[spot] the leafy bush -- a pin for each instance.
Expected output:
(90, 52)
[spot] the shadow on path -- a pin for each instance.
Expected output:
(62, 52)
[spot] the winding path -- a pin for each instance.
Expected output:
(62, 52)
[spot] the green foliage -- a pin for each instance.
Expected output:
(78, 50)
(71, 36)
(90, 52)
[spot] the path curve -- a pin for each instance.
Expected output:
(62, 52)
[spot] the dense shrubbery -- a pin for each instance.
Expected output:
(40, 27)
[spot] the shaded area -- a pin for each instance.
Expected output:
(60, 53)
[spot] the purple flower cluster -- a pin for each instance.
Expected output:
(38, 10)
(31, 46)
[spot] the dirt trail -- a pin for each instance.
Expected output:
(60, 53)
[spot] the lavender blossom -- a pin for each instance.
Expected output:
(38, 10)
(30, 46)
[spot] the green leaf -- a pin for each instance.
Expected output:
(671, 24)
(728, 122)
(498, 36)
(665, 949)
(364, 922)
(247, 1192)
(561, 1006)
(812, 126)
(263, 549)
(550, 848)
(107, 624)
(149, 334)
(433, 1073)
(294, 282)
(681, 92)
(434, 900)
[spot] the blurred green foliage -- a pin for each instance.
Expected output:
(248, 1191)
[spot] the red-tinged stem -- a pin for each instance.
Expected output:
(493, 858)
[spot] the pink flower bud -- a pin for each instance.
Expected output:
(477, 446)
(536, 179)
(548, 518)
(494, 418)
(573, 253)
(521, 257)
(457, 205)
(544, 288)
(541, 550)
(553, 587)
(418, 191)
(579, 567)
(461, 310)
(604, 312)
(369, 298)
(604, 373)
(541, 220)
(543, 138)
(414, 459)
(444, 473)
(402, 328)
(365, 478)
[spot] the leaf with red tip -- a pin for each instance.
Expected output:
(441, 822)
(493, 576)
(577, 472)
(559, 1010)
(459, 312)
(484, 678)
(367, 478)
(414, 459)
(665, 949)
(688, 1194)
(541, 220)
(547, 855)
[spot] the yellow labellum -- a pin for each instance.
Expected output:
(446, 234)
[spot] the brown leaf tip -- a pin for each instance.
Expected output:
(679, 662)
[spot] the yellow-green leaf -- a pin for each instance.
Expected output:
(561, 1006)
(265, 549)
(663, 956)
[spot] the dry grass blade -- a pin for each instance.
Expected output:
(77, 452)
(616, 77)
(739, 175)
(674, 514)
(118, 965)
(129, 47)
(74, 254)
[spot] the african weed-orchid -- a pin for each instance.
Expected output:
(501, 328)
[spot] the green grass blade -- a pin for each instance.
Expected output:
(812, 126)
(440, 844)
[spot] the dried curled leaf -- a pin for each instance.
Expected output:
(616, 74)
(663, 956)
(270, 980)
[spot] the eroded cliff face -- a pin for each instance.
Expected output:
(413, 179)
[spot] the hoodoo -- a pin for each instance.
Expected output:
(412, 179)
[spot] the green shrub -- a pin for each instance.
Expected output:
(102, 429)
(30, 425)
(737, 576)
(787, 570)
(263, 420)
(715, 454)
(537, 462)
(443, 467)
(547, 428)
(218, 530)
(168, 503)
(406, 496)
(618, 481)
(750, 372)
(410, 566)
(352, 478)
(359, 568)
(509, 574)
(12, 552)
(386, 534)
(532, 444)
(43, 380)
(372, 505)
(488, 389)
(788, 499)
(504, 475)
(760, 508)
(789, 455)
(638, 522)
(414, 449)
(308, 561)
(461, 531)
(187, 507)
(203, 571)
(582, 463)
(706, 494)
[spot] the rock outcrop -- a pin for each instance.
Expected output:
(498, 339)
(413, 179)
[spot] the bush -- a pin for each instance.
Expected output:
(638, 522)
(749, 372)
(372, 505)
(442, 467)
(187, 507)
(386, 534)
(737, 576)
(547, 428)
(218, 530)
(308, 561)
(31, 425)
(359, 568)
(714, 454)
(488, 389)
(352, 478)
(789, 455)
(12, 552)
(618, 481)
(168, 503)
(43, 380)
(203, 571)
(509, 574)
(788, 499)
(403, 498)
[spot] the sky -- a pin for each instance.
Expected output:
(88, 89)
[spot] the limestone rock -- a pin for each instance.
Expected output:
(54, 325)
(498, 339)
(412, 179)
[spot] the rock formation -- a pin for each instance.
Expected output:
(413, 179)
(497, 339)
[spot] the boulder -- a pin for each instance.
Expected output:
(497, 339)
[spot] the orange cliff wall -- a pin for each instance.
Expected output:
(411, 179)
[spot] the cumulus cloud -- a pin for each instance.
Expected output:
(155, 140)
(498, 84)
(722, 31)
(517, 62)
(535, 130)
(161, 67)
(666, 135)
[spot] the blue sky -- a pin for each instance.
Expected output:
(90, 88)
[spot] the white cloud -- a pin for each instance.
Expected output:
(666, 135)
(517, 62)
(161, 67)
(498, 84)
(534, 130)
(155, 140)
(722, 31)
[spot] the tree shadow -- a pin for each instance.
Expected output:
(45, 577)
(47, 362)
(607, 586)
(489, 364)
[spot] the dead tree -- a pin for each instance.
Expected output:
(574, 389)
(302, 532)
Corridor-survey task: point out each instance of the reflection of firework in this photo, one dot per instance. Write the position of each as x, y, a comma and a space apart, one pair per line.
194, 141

* * * * *

Repeat back the data above, exact to the last character.

[spot] the leafy bush -- a pin for each instance.
Expected output:
(90, 52)
[spot] the shadow on path -- a pin for each instance.
Expected output:
(62, 52)
[spot] the winding path -- a pin for each instance.
Expected output:
(62, 52)
[spot] the green foliage -- a pin for each instance.
Expected output:
(78, 50)
(71, 36)
(90, 52)
[spot] the path curve -- a pin for each instance.
Expected output:
(62, 52)
[spot] the dense shrubbery -- a pin for each instance.
Expected output:
(40, 27)
[spot] the shaded area -- a pin for each instance.
Expected output:
(60, 53)
[spot] the purple flower cluster -- a pin for each instance.
Expected output:
(38, 10)
(31, 46)
[spot] the dirt trail -- a pin for each instance.
Expected output:
(60, 53)
[spot] the lavender blossom -- a pin for each instance.
Expected output:
(38, 10)
(30, 46)
[spot] the green leaf -- a pin for each instance.
Expected output:
(671, 24)
(728, 122)
(498, 36)
(665, 949)
(364, 922)
(247, 1192)
(561, 1006)
(812, 126)
(263, 549)
(550, 848)
(107, 624)
(149, 334)
(433, 1073)
(294, 282)
(681, 92)
(434, 900)
[spot] the blurred green foliage -- a pin for each instance.
Expected output:
(248, 1191)
[spot] the red-tinged stem -- a pin for each instance.
Expected output:
(493, 858)
[spot] the pink flower bud -- a pin for each instance.
Expected output:
(477, 446)
(536, 179)
(548, 518)
(494, 418)
(573, 253)
(521, 257)
(457, 205)
(544, 288)
(541, 550)
(553, 587)
(418, 191)
(579, 567)
(461, 310)
(604, 312)
(369, 298)
(604, 373)
(541, 220)
(543, 138)
(414, 459)
(444, 473)
(402, 328)
(365, 478)
[spot] the leaf with red tip -- a pin for each instance.
Expected output:
(441, 822)
(493, 576)
(577, 472)
(559, 1010)
(459, 312)
(484, 678)
(367, 478)
(414, 459)
(665, 949)
(688, 1194)
(541, 220)
(547, 855)
[spot] the yellow labellum -- a pin for each instance.
Expected output:
(446, 234)
[spot] the brown leaf tip -- a pin for each instance.
Expected output:
(679, 662)
[spot] the yellow-green leaf -- a pin for each instance.
Expected output:
(561, 1006)
(265, 549)
(663, 956)
[spot] the dry grass blade -- a pin for each instance.
Expected output:
(77, 452)
(616, 77)
(739, 175)
(674, 514)
(118, 965)
(129, 47)
(74, 254)
[spot] the african weed-orchid -- a pin for each instance.
Expected output:
(501, 328)
[spot] the green grass blade -- a pin for each instance.
Expected output:
(812, 126)
(440, 844)
[spot] the dried curled leaf -- a pin for each instance.
Expected output:
(616, 74)
(663, 956)
(270, 980)
[spot] the eroded cliff face -- a pin for each instance.
Expected output:
(413, 179)
[spot] the hoodoo -- a pin for each instance.
Expected output:
(412, 179)
[spot] the green shrub -- a pin for each instance.
Expected output:
(102, 429)
(30, 425)
(737, 576)
(787, 570)
(263, 420)
(715, 454)
(537, 462)
(443, 467)
(547, 428)
(218, 530)
(168, 503)
(406, 496)
(618, 481)
(750, 372)
(410, 566)
(352, 478)
(359, 568)
(509, 574)
(12, 552)
(386, 534)
(532, 444)
(43, 380)
(372, 505)
(488, 389)
(788, 499)
(504, 475)
(760, 508)
(789, 455)
(638, 522)
(414, 449)
(308, 561)
(461, 531)
(187, 507)
(203, 571)
(582, 463)
(706, 494)
[spot] the rock outcrop -- a pin for each instance.
Expected output:
(498, 339)
(413, 179)
[spot] the bush -- a pin for each instance.
Expected output:
(638, 522)
(749, 372)
(372, 505)
(442, 467)
(187, 507)
(386, 534)
(737, 576)
(547, 428)
(218, 530)
(308, 561)
(31, 425)
(359, 568)
(714, 454)
(488, 389)
(352, 478)
(789, 455)
(12, 552)
(618, 481)
(168, 503)
(43, 380)
(203, 571)
(509, 574)
(788, 499)
(403, 498)
[spot] the sky -- a pin for each instance.
Expected output:
(88, 89)
[spot] the limestone rock -- a pin for each instance.
Expected output:
(54, 325)
(498, 339)
(412, 179)
[spot] the rock formation -- a pin for each instance.
Expected output:
(413, 179)
(497, 339)
[spot] the boulder -- a pin for each instance.
Expected output:
(497, 339)
[spot] the orange cliff wall -- a pin for each instance.
Expected output:
(411, 179)
[spot] the cumulus cloud -- a pin for each instance.
Expected output:
(155, 140)
(498, 84)
(722, 31)
(517, 62)
(535, 130)
(161, 67)
(666, 135)
[spot] the blue sky -- a pin for each instance.
Expected output:
(90, 88)
[spot] the white cloud -- a pin for each instance.
Expected output:
(666, 135)
(517, 62)
(161, 67)
(498, 84)
(534, 130)
(155, 140)
(722, 31)
[spot] the tree shadow -- a pin for each instance.
Expected output:
(45, 577)
(47, 362)
(607, 586)
(489, 364)
[spot] the dead tree -- a pin for each instance.
Expected output:
(574, 389)
(302, 532)
Corridor-survey task: point out each instance of the reflection of firework in this photo, one dot per instance. Write the position of each as x, y, a comma and a space apart, one pair per line.
194, 141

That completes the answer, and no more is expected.